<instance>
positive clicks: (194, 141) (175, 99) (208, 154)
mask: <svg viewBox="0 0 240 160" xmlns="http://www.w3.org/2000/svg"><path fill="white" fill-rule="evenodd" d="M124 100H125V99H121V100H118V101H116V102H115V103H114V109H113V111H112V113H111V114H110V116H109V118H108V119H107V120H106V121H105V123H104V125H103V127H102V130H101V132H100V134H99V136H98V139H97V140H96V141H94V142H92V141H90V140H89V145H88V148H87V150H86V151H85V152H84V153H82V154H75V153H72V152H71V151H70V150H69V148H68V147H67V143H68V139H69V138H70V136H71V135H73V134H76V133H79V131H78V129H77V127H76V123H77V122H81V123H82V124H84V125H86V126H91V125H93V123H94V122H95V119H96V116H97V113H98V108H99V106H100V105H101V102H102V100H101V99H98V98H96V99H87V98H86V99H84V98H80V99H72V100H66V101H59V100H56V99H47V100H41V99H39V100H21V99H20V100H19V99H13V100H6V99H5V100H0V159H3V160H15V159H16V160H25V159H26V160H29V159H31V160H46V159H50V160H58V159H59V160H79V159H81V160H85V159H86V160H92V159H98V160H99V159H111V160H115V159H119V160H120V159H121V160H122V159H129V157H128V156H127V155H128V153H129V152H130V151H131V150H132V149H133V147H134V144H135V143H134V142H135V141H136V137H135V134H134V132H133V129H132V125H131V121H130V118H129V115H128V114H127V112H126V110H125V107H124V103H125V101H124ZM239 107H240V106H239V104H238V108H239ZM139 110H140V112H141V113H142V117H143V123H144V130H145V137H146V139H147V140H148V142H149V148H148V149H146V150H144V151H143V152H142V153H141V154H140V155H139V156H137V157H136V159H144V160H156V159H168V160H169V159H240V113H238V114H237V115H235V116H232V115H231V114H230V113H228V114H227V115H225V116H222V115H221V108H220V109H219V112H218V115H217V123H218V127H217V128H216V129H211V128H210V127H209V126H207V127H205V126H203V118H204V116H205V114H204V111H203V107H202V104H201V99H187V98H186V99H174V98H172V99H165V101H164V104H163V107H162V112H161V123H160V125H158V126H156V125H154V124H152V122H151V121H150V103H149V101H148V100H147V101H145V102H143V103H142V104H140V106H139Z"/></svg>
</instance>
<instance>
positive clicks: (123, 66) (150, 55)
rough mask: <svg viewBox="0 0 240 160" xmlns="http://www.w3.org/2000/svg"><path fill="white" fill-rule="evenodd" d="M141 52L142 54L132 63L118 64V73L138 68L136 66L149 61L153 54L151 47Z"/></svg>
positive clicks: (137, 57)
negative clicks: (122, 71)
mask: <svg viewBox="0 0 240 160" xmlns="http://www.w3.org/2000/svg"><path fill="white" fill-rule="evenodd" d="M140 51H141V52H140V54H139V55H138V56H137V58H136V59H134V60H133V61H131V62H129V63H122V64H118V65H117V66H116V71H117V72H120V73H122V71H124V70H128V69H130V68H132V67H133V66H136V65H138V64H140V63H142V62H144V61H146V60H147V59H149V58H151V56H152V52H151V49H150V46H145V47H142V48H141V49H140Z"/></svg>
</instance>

___

--- Brief ---
An exact reproduction of all the records is needed.

--- Answer section ---
<instance>
positive clicks: (194, 141) (175, 99) (208, 154)
mask: <svg viewBox="0 0 240 160" xmlns="http://www.w3.org/2000/svg"><path fill="white" fill-rule="evenodd" d="M124 100H125V99H121V100H118V101H116V102H115V103H114V109H113V111H112V113H111V114H110V116H109V118H108V119H107V120H106V121H105V123H104V125H103V127H102V130H101V132H100V134H99V136H98V139H97V140H96V141H94V142H92V141H90V140H89V145H88V148H87V150H86V151H85V152H84V153H82V154H75V153H72V152H71V151H70V150H69V148H68V147H67V143H68V139H69V138H70V136H71V135H73V134H76V133H79V131H78V129H77V127H76V123H77V122H81V123H82V124H84V125H86V126H91V125H93V123H94V122H95V119H96V116H97V113H98V108H99V106H100V105H101V102H102V100H101V99H98V98H96V99H87V98H86V99H84V98H80V99H72V100H66V101H59V100H56V99H47V100H41V99H39V100H21V99H20V100H19V99H13V100H6V99H5V100H0V159H3V160H15V159H16V160H25V159H26V160H29V159H31V160H46V159H50V160H58V159H59V160H79V159H81V160H85V159H86V160H92V159H98V160H99V159H111V160H115V159H119V160H120V159H121V160H122V159H129V157H128V156H127V155H128V153H129V152H130V151H131V150H132V149H133V147H134V144H135V143H134V142H135V141H136V137H135V134H134V132H133V129H132V125H131V121H130V118H129V115H128V114H127V112H126V110H125V107H124V103H125V101H124ZM239 107H240V106H239V104H238V108H239ZM139 110H140V112H141V113H142V117H143V123H144V130H145V137H146V139H147V140H148V142H149V148H148V149H146V150H144V151H143V152H142V153H141V154H140V155H139V156H137V157H136V159H144V160H156V159H168V160H169V159H240V113H238V114H237V115H235V116H232V115H231V114H230V113H228V114H227V115H225V116H222V115H221V108H220V109H219V112H218V115H217V123H218V127H217V128H216V129H211V128H210V127H209V126H207V127H205V126H203V118H204V116H205V114H204V111H203V107H202V104H201V99H187V98H186V99H174V98H172V99H165V101H164V104H163V107H162V112H161V123H160V125H158V126H156V125H154V124H152V122H151V121H150V103H149V101H148V100H147V101H145V102H143V103H142V104H140V106H139Z"/></svg>
</instance>
<instance>
positive clicks: (123, 66) (150, 55)
rough mask: <svg viewBox="0 0 240 160" xmlns="http://www.w3.org/2000/svg"><path fill="white" fill-rule="evenodd" d="M141 52L142 54L132 63L118 64V73L138 68L136 66L149 61L153 54L151 47Z"/></svg>
positive clicks: (137, 57)
negative clicks: (122, 71)
mask: <svg viewBox="0 0 240 160" xmlns="http://www.w3.org/2000/svg"><path fill="white" fill-rule="evenodd" d="M140 51H141V52H140V54H139V55H138V56H137V58H136V59H134V60H133V61H131V62H129V63H122V64H118V65H117V66H116V71H117V72H120V73H122V71H124V70H128V69H130V68H132V67H133V66H136V65H138V64H140V63H142V62H144V61H146V60H147V59H149V58H151V56H152V52H151V49H150V46H145V47H142V48H141V49H140Z"/></svg>
</instance>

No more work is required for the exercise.